* _Exercise_:
Among the entries below, how many lines include "ring"? Give the number alone.

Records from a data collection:
+++

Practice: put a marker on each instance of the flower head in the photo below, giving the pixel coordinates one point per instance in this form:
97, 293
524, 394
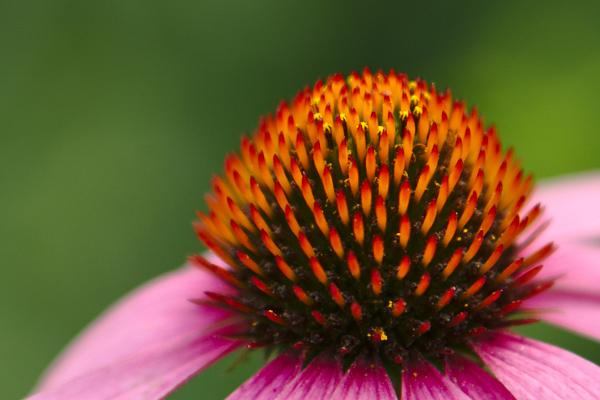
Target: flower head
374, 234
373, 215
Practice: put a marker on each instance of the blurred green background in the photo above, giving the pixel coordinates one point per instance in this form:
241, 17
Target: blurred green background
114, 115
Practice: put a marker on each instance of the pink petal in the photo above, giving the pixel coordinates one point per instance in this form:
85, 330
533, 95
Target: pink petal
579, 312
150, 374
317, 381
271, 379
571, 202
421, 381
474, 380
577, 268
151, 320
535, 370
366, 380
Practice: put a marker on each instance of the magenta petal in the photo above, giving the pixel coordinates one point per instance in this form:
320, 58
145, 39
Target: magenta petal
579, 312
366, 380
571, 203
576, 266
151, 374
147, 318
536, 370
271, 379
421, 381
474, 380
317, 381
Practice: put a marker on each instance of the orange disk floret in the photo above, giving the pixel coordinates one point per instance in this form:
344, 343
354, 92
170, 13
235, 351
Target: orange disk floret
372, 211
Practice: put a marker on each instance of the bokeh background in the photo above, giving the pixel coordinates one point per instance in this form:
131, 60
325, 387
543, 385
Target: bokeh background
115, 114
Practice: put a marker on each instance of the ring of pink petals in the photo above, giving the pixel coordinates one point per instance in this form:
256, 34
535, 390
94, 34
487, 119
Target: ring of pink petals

+++

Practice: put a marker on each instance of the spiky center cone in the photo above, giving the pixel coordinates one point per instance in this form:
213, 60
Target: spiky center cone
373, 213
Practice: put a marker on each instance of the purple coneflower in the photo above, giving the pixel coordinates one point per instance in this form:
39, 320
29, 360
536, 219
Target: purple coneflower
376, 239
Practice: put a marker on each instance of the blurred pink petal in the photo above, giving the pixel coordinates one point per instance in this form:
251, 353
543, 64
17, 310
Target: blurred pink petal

+++

* _Task output_:
2